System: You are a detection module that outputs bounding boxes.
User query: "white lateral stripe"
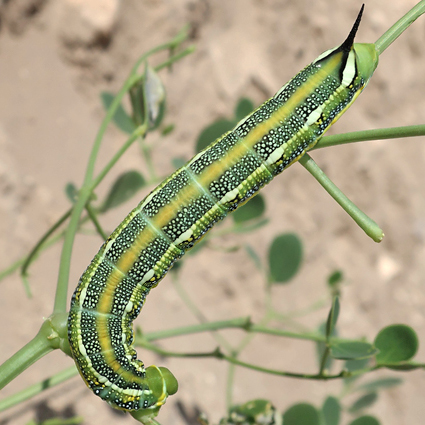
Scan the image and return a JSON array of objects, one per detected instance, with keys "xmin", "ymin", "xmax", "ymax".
[
  {"xmin": 265, "ymin": 146, "xmax": 285, "ymax": 167},
  {"xmin": 275, "ymin": 82, "xmax": 289, "ymax": 97},
  {"xmin": 305, "ymin": 106, "xmax": 323, "ymax": 126},
  {"xmin": 141, "ymin": 269, "xmax": 155, "ymax": 284},
  {"xmin": 174, "ymin": 228, "xmax": 193, "ymax": 245},
  {"xmin": 341, "ymin": 51, "xmax": 356, "ymax": 87}
]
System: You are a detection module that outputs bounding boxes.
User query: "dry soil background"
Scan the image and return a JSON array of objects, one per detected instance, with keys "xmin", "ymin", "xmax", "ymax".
[{"xmin": 1, "ymin": 0, "xmax": 425, "ymax": 424}]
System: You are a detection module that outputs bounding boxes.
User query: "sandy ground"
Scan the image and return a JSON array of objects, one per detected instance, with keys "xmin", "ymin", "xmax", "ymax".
[{"xmin": 1, "ymin": 0, "xmax": 425, "ymax": 424}]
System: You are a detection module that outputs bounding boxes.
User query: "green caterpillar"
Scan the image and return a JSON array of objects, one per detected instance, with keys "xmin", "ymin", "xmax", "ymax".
[{"xmin": 68, "ymin": 5, "xmax": 378, "ymax": 415}]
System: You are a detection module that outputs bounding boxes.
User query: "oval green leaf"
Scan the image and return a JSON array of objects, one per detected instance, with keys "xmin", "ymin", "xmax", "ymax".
[
  {"xmin": 101, "ymin": 170, "xmax": 146, "ymax": 212},
  {"xmin": 268, "ymin": 233, "xmax": 303, "ymax": 284},
  {"xmin": 325, "ymin": 296, "xmax": 340, "ymax": 339},
  {"xmin": 244, "ymin": 244, "xmax": 262, "ymax": 271},
  {"xmin": 374, "ymin": 324, "xmax": 418, "ymax": 364},
  {"xmin": 161, "ymin": 123, "xmax": 175, "ymax": 136},
  {"xmin": 348, "ymin": 393, "xmax": 378, "ymax": 413},
  {"xmin": 330, "ymin": 341, "xmax": 378, "ymax": 360},
  {"xmin": 171, "ymin": 157, "xmax": 187, "ymax": 169},
  {"xmin": 233, "ymin": 194, "xmax": 266, "ymax": 223},
  {"xmin": 283, "ymin": 403, "xmax": 320, "ymax": 425},
  {"xmin": 195, "ymin": 119, "xmax": 235, "ymax": 153},
  {"xmin": 349, "ymin": 416, "xmax": 380, "ymax": 425},
  {"xmin": 386, "ymin": 362, "xmax": 423, "ymax": 371},
  {"xmin": 345, "ymin": 357, "xmax": 370, "ymax": 372},
  {"xmin": 233, "ymin": 217, "xmax": 269, "ymax": 233},
  {"xmin": 235, "ymin": 97, "xmax": 255, "ymax": 120},
  {"xmin": 65, "ymin": 182, "xmax": 78, "ymax": 204},
  {"xmin": 356, "ymin": 377, "xmax": 402, "ymax": 393},
  {"xmin": 343, "ymin": 357, "xmax": 371, "ymax": 386},
  {"xmin": 316, "ymin": 322, "xmax": 335, "ymax": 371},
  {"xmin": 100, "ymin": 91, "xmax": 136, "ymax": 134},
  {"xmin": 328, "ymin": 270, "xmax": 343, "ymax": 289},
  {"xmin": 232, "ymin": 399, "xmax": 276, "ymax": 422},
  {"xmin": 322, "ymin": 396, "xmax": 340, "ymax": 425}
]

—————

Your instructions — Output all of the entries verbatim, leaving out any images.

Task solution —
System: You are a detection module that outputs bounding boxes.
User query: "white lateral stripe"
Scan the image and return a JSON array of objects, one per detected instance, with keys "xmin", "ymin", "xmax", "ymax".
[
  {"xmin": 265, "ymin": 146, "xmax": 285, "ymax": 167},
  {"xmin": 275, "ymin": 82, "xmax": 289, "ymax": 97},
  {"xmin": 305, "ymin": 106, "xmax": 323, "ymax": 126},
  {"xmin": 141, "ymin": 269, "xmax": 155, "ymax": 284},
  {"xmin": 174, "ymin": 228, "xmax": 193, "ymax": 245},
  {"xmin": 341, "ymin": 51, "xmax": 356, "ymax": 87}
]
System: You are a detection module that outputs bounding boxes.
User query: "dry soil background"
Scan the image and return a JSON array of objects, one per detected instance, with keys "xmin", "ymin", "xmax", "ymax".
[{"xmin": 1, "ymin": 0, "xmax": 425, "ymax": 424}]
System: You are a detection module that outputs bounding boxes.
User query: "sandy ground"
Scan the image and return a JSON array of objects, one per detected instance, with keys "xmin", "ymin", "xmax", "ymax".
[{"xmin": 1, "ymin": 0, "xmax": 425, "ymax": 424}]
System: You are a detection module that outputs bounding boxes.
User query: "green caterpillar"
Scan the image and return a JSON array of objects, one per detected instance, with keys "xmin", "ymin", "xmax", "ymax".
[{"xmin": 68, "ymin": 5, "xmax": 378, "ymax": 415}]
System: You are a detection module that outputs bounding boxes.
User query: "oval green leaf"
Scan the image and return a JSON array of objects, one per detected instance, with keys "xmin", "ymin", "xmax", "ymax".
[
  {"xmin": 101, "ymin": 170, "xmax": 146, "ymax": 212},
  {"xmin": 268, "ymin": 233, "xmax": 303, "ymax": 284},
  {"xmin": 325, "ymin": 296, "xmax": 340, "ymax": 339},
  {"xmin": 244, "ymin": 244, "xmax": 262, "ymax": 271},
  {"xmin": 374, "ymin": 324, "xmax": 418, "ymax": 364},
  {"xmin": 161, "ymin": 123, "xmax": 175, "ymax": 136},
  {"xmin": 348, "ymin": 393, "xmax": 378, "ymax": 413},
  {"xmin": 330, "ymin": 341, "xmax": 378, "ymax": 360},
  {"xmin": 171, "ymin": 157, "xmax": 187, "ymax": 169},
  {"xmin": 233, "ymin": 194, "xmax": 266, "ymax": 223},
  {"xmin": 283, "ymin": 403, "xmax": 320, "ymax": 425},
  {"xmin": 195, "ymin": 119, "xmax": 235, "ymax": 153},
  {"xmin": 349, "ymin": 416, "xmax": 380, "ymax": 425},
  {"xmin": 386, "ymin": 362, "xmax": 423, "ymax": 371},
  {"xmin": 345, "ymin": 357, "xmax": 370, "ymax": 372},
  {"xmin": 233, "ymin": 217, "xmax": 269, "ymax": 233},
  {"xmin": 235, "ymin": 97, "xmax": 255, "ymax": 120},
  {"xmin": 65, "ymin": 182, "xmax": 78, "ymax": 204},
  {"xmin": 356, "ymin": 377, "xmax": 402, "ymax": 393},
  {"xmin": 343, "ymin": 357, "xmax": 371, "ymax": 386},
  {"xmin": 316, "ymin": 322, "xmax": 335, "ymax": 371},
  {"xmin": 100, "ymin": 91, "xmax": 136, "ymax": 134},
  {"xmin": 328, "ymin": 270, "xmax": 343, "ymax": 289},
  {"xmin": 232, "ymin": 399, "xmax": 276, "ymax": 422},
  {"xmin": 322, "ymin": 396, "xmax": 340, "ymax": 425}
]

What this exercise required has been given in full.